Your task ▸
Return nothing but the lines from the line with "Each instance of the soft" through the last line of the entries that follow, copied exactly and free of pictures.

Saved entries:
★ ★ ★ ★ ★
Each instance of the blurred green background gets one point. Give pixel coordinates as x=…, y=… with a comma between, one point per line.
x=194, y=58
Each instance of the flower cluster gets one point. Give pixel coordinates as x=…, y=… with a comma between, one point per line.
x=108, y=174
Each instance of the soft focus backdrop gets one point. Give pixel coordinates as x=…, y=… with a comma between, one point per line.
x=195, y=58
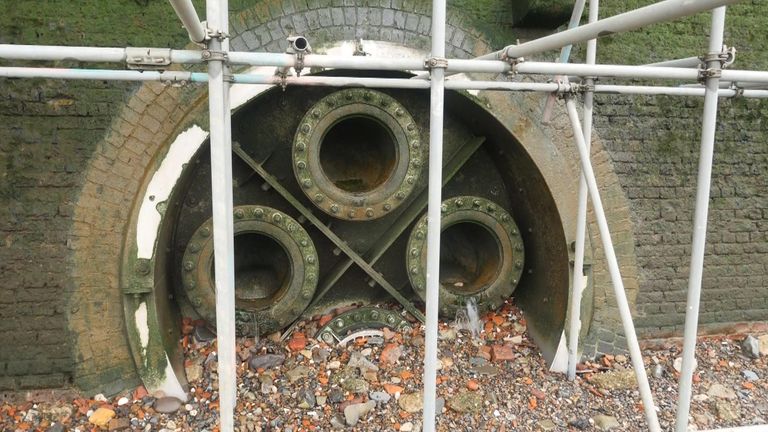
★ ★ ★ ★ ★
Expected answer ▸
Each instance of the soft focus backdrop gets one point. Give pixel coordinates as x=…, y=… with a comma between, one point per line.
x=195, y=58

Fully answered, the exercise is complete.